Problema a resolver: Atualize o trecho do texto de "Texto: Fernando Gurjão" até "anos de idade.", trocando "termômetro" por "bisturi".

======== Texto fornecido ========

Texto: Fernando Gurjão Sampaio
Ilustração: Felipe Moia
Desde que ela ganhou um kit médico, com estetoscópio, termômetro, injeção e outras filigranas, desses vendidos a rodo no Comércio, passei a ser usuário contumaz de serviço médico extremamente bizarro. Contudo, antes de narrar as estranhezas, peço que considerem o fato de que a profissional só tem 3 anos de idade.
Doutora Íris, ela se chama. Do nada ela aparece com o jaleco branco e chapeuzinho com a cruz vermelha, qualquer hora do dia, em qualquer situação, decretando: “papai, você tá doente.”
Ainda penso em argumentar, o riso segurado entre os dentes, mas sei que nada vai dissuadir a pequena ditadora.
– Estou doente não, filha.

======== Dados fornecidos ========

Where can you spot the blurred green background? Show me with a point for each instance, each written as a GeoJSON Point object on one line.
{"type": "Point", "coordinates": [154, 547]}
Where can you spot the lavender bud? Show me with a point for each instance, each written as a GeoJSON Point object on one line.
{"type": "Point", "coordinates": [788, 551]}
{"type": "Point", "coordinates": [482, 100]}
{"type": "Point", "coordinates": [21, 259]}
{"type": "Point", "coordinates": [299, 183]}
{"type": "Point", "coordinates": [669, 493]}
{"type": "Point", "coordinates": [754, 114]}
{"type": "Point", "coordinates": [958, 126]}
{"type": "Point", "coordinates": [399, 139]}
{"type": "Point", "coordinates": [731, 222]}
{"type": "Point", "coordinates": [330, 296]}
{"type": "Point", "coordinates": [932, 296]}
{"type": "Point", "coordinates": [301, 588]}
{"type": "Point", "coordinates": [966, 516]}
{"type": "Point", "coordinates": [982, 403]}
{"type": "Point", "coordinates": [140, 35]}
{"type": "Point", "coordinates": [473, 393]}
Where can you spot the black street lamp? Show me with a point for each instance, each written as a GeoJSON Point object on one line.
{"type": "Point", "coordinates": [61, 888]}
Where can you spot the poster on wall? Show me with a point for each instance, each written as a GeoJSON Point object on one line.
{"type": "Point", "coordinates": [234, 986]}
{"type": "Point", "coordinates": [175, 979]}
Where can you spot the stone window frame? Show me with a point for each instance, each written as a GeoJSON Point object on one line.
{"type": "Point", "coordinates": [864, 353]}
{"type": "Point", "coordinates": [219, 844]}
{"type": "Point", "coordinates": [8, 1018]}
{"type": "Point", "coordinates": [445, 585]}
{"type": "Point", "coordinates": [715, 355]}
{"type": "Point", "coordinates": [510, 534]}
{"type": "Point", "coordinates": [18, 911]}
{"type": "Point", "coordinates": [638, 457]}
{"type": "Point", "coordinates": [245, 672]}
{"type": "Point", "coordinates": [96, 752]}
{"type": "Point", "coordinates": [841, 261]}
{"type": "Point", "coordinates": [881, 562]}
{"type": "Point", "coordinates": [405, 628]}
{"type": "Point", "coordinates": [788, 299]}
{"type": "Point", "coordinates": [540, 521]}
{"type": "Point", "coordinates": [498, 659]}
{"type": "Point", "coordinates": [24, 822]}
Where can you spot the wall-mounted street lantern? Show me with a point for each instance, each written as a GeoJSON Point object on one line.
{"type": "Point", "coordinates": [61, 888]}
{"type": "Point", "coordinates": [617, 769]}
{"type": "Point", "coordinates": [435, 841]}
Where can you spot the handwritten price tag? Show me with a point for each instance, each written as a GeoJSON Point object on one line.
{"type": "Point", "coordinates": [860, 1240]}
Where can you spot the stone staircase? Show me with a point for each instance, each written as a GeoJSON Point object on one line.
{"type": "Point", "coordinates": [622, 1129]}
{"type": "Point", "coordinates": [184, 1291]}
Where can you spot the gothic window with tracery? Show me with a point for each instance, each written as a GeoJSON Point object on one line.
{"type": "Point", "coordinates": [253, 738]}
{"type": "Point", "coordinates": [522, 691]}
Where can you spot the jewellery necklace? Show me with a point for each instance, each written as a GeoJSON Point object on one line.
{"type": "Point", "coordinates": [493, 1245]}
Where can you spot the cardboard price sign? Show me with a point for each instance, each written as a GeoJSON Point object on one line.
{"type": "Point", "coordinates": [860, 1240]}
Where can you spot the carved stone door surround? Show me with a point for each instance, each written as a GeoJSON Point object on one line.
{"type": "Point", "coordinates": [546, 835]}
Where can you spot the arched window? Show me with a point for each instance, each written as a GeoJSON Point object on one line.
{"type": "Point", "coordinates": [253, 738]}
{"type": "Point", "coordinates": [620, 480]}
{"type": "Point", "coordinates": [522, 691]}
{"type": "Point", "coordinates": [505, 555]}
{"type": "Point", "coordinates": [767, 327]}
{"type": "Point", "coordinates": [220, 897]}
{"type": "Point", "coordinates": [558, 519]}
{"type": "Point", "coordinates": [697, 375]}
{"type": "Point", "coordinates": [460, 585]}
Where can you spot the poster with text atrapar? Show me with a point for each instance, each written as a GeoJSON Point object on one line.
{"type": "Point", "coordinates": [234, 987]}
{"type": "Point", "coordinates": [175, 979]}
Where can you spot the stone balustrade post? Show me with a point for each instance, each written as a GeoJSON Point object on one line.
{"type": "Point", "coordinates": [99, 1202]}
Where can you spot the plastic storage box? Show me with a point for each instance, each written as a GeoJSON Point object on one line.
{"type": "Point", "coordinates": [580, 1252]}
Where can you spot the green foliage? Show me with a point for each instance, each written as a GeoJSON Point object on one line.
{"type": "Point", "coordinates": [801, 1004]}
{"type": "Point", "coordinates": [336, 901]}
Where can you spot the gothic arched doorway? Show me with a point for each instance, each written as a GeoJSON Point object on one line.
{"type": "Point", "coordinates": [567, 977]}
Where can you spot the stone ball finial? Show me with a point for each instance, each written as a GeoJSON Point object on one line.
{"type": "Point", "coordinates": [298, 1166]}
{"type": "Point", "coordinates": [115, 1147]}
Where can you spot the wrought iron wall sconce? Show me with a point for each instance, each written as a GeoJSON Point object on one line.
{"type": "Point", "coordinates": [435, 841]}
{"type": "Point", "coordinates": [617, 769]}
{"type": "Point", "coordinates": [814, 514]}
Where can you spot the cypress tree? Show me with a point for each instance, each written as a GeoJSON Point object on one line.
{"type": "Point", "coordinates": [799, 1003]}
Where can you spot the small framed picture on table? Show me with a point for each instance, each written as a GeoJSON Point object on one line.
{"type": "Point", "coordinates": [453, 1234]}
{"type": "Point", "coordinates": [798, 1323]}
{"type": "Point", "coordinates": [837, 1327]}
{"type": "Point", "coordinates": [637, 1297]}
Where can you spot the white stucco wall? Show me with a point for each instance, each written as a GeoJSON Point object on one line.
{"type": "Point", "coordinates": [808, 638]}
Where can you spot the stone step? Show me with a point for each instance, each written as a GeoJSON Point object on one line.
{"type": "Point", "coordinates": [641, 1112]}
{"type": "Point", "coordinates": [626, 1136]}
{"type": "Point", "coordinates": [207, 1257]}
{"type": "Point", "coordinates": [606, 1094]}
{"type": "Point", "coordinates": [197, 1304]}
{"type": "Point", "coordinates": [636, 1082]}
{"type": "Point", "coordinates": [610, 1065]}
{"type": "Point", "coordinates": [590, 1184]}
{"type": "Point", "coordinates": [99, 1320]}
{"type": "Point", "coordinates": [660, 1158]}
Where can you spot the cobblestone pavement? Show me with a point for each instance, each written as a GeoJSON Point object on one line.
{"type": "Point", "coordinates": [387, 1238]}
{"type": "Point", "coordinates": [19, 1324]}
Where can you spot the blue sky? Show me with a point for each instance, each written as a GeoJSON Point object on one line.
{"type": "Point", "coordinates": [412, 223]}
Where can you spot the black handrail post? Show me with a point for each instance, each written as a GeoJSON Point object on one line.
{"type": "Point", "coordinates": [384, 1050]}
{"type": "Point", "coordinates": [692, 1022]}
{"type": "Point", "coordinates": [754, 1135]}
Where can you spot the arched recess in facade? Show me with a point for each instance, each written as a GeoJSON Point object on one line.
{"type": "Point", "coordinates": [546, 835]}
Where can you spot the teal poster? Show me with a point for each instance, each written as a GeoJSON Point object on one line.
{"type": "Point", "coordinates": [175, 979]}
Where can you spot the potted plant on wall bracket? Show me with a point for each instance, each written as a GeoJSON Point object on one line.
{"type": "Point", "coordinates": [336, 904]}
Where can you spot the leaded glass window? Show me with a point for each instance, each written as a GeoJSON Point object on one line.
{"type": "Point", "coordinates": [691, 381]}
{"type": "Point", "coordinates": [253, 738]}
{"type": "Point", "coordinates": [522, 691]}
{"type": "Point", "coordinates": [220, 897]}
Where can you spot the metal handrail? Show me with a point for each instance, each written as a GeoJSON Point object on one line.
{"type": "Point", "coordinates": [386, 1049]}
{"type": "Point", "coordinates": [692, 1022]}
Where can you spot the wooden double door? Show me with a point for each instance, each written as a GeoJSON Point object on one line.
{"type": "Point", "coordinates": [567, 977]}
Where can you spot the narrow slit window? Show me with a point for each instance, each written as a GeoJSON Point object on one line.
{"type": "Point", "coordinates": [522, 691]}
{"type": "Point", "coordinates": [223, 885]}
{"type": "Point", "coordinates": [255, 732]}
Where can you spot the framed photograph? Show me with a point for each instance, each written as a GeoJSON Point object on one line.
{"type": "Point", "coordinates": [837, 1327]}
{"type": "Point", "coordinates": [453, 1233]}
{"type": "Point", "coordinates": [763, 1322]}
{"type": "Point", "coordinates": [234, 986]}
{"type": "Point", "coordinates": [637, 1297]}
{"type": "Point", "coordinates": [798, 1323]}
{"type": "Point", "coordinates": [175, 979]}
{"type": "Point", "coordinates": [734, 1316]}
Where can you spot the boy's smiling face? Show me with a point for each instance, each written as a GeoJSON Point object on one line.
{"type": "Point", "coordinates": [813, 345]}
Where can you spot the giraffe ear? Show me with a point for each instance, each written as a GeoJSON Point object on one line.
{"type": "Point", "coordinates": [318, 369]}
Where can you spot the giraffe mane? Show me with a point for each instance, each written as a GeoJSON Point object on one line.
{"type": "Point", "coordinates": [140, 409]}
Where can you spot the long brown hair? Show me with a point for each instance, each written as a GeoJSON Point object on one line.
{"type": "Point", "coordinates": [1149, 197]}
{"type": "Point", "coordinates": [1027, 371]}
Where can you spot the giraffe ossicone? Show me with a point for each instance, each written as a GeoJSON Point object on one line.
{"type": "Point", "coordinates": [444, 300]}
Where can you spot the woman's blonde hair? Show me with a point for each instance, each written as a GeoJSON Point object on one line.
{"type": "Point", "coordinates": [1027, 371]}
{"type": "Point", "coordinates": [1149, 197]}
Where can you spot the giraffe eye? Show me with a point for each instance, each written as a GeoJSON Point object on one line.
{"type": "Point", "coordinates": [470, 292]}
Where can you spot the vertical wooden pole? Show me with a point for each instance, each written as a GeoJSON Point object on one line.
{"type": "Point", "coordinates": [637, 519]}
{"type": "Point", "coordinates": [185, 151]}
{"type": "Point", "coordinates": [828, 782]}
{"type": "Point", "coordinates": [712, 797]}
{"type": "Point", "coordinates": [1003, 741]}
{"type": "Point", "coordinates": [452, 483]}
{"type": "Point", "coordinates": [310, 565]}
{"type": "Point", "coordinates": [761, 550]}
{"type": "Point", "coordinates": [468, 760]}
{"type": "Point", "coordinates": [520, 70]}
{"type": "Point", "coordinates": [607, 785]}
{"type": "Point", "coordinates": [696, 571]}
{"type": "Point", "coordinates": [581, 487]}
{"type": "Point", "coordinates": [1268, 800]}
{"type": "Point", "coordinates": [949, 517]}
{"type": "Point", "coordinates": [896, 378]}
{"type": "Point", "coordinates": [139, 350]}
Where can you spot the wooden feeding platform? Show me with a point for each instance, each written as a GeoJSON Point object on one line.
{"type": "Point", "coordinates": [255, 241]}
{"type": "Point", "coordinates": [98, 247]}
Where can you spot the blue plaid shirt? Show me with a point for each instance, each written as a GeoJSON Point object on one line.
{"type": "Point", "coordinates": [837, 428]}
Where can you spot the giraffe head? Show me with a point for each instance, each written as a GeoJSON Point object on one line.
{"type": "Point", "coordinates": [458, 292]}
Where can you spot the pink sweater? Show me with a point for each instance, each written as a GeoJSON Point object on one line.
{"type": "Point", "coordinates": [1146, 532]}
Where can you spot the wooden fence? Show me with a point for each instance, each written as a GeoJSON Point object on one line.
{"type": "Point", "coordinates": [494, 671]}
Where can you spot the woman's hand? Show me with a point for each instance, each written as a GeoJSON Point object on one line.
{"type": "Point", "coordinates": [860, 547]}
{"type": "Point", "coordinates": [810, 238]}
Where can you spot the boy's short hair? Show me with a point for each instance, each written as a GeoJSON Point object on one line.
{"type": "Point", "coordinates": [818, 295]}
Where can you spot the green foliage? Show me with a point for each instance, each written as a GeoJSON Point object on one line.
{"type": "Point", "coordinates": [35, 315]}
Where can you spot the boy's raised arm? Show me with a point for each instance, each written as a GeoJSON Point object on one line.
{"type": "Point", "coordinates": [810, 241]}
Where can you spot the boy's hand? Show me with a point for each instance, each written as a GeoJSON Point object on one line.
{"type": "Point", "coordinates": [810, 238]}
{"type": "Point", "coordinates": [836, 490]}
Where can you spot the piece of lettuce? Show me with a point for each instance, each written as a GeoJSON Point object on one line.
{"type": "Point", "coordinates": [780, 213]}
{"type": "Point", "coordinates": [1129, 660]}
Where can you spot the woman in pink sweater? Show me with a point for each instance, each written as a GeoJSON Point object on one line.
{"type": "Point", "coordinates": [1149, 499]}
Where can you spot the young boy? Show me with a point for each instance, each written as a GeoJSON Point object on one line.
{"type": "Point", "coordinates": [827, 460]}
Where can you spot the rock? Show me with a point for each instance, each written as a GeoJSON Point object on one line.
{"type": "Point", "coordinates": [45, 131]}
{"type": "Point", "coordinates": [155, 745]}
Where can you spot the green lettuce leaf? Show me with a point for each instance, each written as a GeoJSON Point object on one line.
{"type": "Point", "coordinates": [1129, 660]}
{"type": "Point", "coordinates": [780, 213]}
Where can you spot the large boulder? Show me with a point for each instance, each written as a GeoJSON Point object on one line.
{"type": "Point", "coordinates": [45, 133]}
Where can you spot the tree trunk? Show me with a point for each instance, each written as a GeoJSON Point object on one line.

========

Solução do exercício:
Texto: Fernando Gurjão Sampaio
Ilustração: Felipe Moia
Desde que ela ganhou um kit médico, com estetoscópio, bisturi, injeção e outras filigranas, desses vendidos a rodo no Comércio, passei a ser usuário contumaz de serviço médico extremamente bizarro. Contudo, antes de narrar as estranhezas, peço que considerem o fato de que a profissional só tem 3 anos de idade.